* WORK REQUEST *
Only one stretch of the records below is wanted: the lines from the one holding "</instance>" through the one holding "rough mask: <svg". Return it exactly, both ends included.

* EXTRACTED ENTRIES *
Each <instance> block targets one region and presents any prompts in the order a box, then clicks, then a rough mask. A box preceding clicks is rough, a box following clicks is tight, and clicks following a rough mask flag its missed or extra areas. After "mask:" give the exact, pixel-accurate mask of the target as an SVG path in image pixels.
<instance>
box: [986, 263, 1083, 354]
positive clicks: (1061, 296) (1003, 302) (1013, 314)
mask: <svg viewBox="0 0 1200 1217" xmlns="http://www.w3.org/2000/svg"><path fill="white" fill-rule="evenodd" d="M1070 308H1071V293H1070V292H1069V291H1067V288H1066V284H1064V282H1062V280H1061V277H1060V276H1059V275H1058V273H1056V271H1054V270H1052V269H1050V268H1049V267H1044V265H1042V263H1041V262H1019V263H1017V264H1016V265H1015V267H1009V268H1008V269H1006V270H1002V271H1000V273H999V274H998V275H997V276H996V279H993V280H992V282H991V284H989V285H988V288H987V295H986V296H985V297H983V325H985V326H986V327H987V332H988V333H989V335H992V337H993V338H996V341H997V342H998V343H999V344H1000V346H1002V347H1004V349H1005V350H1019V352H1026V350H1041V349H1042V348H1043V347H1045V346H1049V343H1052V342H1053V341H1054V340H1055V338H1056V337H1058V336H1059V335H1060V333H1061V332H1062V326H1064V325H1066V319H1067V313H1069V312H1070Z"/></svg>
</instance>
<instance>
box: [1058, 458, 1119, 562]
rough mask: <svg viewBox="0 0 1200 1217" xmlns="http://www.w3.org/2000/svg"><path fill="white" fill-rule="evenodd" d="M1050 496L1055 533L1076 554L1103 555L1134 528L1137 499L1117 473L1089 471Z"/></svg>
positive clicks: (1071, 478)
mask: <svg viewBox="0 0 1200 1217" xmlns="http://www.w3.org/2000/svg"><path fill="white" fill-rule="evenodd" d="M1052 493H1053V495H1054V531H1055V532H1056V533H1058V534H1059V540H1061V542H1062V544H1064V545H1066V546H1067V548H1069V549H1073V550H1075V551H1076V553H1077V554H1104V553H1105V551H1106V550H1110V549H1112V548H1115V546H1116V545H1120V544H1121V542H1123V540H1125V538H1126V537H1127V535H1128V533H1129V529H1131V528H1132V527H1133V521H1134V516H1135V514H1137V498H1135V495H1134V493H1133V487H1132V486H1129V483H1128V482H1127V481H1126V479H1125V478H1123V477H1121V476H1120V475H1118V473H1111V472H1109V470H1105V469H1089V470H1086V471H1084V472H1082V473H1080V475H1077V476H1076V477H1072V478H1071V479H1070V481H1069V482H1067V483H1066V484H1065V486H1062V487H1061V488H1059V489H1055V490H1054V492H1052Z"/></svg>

* ANSWER TO THIS EXERCISE *
</instance>
<instance>
box: [1058, 458, 1119, 562]
rough mask: <svg viewBox="0 0 1200 1217" xmlns="http://www.w3.org/2000/svg"><path fill="white" fill-rule="evenodd" d="M1050 496L1055 533L1076 554L1103 555L1134 528L1137 499L1117 473L1089 471Z"/></svg>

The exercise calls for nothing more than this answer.